═════ DOCUMENT PASSAGE ═════

REVIEWED: Chuck Noll

Chuck Noll

Chuck Noll: His life’s Work by Michael MacCambridge. (Biography, 2016).

For my money, a truly involving and compelling sports biography like this is among the rarest of rare literary birds. I say this although I personally enjoy watching pro football (among many other things) and particularly follow the Pittsburgh Steelers. In my experience, famous and successful coaches, even more than the best of their players, are often so obsessed with perfecting their given area of endeavor that there’s very little of interest about them (and hence for me as a reader) beyond the playing field. But as MacCambridge notes in quoting Dan Rooney, Chuck Noll was one who had a definite “off switch.”

Yes, Noll was very single-minded about success in his profession–but only when he was on duty. Away from the gridiron, the practice field or the stadium, this was a man of varied interests and intense intellect–one who could and would discuss a myriad of subjects (and actually showed very little interest in dwelling on his day job). He would much rather spend his time discussing fine wines, gourmet cooking, piloting his private plane, sail-boating, wildlife photography, current events and much more.

This was a man who studied law and seriously considered going into medicine or teaching school. And in fact, he saw himself as a coach as more an instructor or teacher–the polar opposite, in fact, of the ‘rah-rah’ type of coaching cliche. His recurrent theme and watch-word, adopted from exposure to coach Paul Brown in his playing days yet also absolutely key to understanding his own mindset, serves as the subtitle to this book. Playing football should only be a stepping stone, he felt–a preparation for a one’s true “Life’s Work.”

And indeed, this book is about a lot more than football. Detailed and insightful, exhaustively researched (just check the chapter notes at the back of the book), MacCambridge paints a meaty and full picture of the man and his time, his family and friends, and especially the great love of his life, Marianne.

Noll was also an extremely private man in a very public field. Except for those who witnessed one of his seizures, how many people even had a clue that he’d suffered from epilepsy in the first half of his life? I sure didn’t!

I found his childhood experiences at once instructive as to the grownup he became and intriguing in its own right. I’d say the same about his college and pro playing career, his rise through the ranks of assistant coaches in the 1960s–especially how it sometimes mirrored yet often contrasted with what happened off-the-field.

The book’s concluding chapter, appropriately entitled “Brave and Honest Deeds,” details the most private of all of Chuck’s struggles–his decline and eventual death from Alzheimer’s Disease. This affliction his beloved wife and immediate family kept a closely guarded secret till the very end. In a deeply moving, understated manner, the author notes that Noll was able to keep one last promise to Marianne: that no matter what else would happen, he never quite forgot HER.

Real tear-jerking stuff, for sure. Yet absolutely sincere and genuine.

Raised in a working class neighborhood in Cleveland during the Great Depression, he was a product of an Old School, stiff-upper-lip environment where men were expected to repress emotion. That, plus his highly intelligent and analytical nature made him seem distant, even cold to many of the people he worked with.

Is it really any wonder that a highly emotional (and yes, often immature) person like Terry Bradshaw had such difficulty understanding the man?

Ah, this is a fine book–a heartfelt and honest portrait of a life, a person–and so much more than the overachieving athlete and the steady coach who built what had been a pathetic band of misfits into one of their sports’ greatest teams.

In sum: This is a fascinating and beautifully written account of a complex man. Certainly if you’re a football fan, and in particular a Steeler fan, this volume will appeal enormously to you. But even if you’re not, the experience in learning of “His Life’s Work” (in multiple senses) is well worth your time.

═════

QUESTIONS ON THE MATERIAL>
1. Reproduce the part of the Chuck Noll review starting with "I found his" and going on through "sincere and genuine.".
2. According to the Chuck Noll review, why did Noll seem distant or even cold to many of the people he worked with?
The records below this point were taken from a separate source unrelated to the review.

═════ EXCERPTED RECORDS ═════

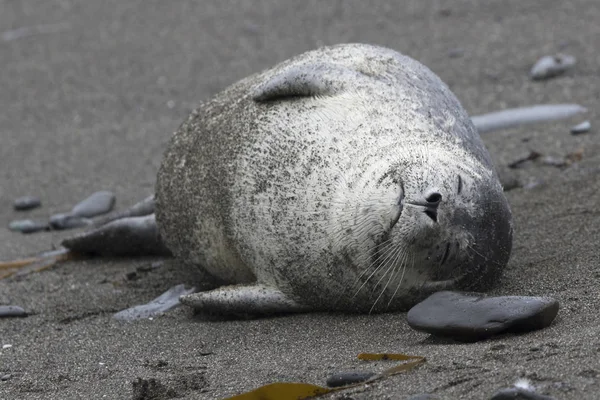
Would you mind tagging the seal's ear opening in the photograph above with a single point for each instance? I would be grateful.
(304, 81)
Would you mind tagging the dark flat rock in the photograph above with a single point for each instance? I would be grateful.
(519, 394)
(12, 311)
(26, 203)
(68, 221)
(467, 317)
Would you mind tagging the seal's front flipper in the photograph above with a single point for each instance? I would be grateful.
(243, 299)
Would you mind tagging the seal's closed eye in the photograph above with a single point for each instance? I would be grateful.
(303, 81)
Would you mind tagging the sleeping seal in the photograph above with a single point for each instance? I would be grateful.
(347, 178)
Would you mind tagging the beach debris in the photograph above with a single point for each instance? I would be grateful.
(551, 66)
(565, 161)
(134, 236)
(165, 302)
(349, 377)
(533, 155)
(520, 392)
(12, 311)
(97, 203)
(508, 180)
(471, 317)
(583, 127)
(146, 389)
(456, 52)
(27, 226)
(533, 183)
(26, 203)
(26, 266)
(27, 31)
(174, 386)
(513, 117)
(67, 221)
(424, 396)
(293, 390)
(140, 209)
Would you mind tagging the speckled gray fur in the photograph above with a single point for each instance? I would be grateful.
(311, 179)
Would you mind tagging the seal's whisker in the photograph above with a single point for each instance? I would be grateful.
(384, 262)
(403, 269)
(470, 247)
(392, 269)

═════

ANSWERS TO THE EXERCISES>
1.
I found his childhood experiences at once instructive as to the grownup he became and intriguing in its own right. I’d say the same about his college and pro playing career, his rise through the ranks of assistant coaches in the 1960s–especially how it sometimes mirrored yet often contrasted with what happened off-the-field.

The book’s concluding chapter, appropriately entitled “Brave and Honest Deeds,” details the most private of all of Chuck’s struggles–his decline and eventual death from Alzheimer’s Disease. This affliction his beloved wife and immediate family kept a closely guarded secret till the very end. In a deeply moving, understated manner, the author notes that Noll was able to keep one last promise to Marianne: that no matter what else would happen, he never quite forgot HER.

Real tear-jerking stuff, for sure. Yet absolutely sincere and genuine.

2. He grew up in a working-class Cleveland neighborhood during the Great Depression, in an Old School, stiff-upper-lip environment where men were expected to repress emotion. That upbringing, combined with his highly intelligent and analytical nature, made him seem distant and even cold to many of his colleagues.